Source passage:
-- START --

Revision as of 16:05, 29 January 2021

Problem

Let $f$ be an injective function from ${1,2,3,\ldots}$ in itself. Prove that for any $n$ we have: $\sum_{k=1}^{n} f(k)k^{-2} \geq \sum_{k=1}^{n} k^{-1}.$

Solution

We know that all the unknowns are integers, so the smallest one must greater or equal to 1.

Let me denote the permutations of $(k_1,k_2,...,k_n)$ with $(y_1,y_2,...,y_n)=y_i (*)$.

From the rearrangement's inequality we know that $\text{Random Sum} \geq \text{Reversed Sum}$.

We will denote we permutations of $y_i$ in this form $y_n \geq ...\geq y_1$.

-- END --

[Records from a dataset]

-- START --

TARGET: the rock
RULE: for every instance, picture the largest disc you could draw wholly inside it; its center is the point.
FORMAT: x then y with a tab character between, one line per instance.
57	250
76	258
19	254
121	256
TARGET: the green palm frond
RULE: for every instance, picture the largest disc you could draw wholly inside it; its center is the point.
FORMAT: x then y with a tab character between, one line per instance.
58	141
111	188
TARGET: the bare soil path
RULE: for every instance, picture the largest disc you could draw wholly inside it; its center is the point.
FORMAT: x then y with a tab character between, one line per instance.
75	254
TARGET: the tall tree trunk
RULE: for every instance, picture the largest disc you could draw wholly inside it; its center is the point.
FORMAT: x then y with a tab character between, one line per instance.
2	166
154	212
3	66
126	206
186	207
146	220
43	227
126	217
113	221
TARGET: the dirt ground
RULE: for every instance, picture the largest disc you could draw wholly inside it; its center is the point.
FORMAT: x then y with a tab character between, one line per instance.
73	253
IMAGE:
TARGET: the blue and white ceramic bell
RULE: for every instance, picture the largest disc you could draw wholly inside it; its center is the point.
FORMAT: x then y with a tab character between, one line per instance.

-- END --
-- START --

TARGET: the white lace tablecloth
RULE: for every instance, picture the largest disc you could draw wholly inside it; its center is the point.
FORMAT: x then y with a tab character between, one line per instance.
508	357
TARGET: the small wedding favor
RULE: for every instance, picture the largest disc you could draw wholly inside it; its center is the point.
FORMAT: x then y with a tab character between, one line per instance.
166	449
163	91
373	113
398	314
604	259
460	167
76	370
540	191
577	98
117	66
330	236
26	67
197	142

-- END --

To do:
In the inequality proof, what reason does the solution give for the claim that the random sum is greater than or equal to the reversed sum? Answer in one to three sentences. These lines are separate material and have no connection to the inequality proof.

Answer to the task:
The solution bases that claim on the rearrangement inequality. It states that this inequality shows the random sum is at least the reversed sum.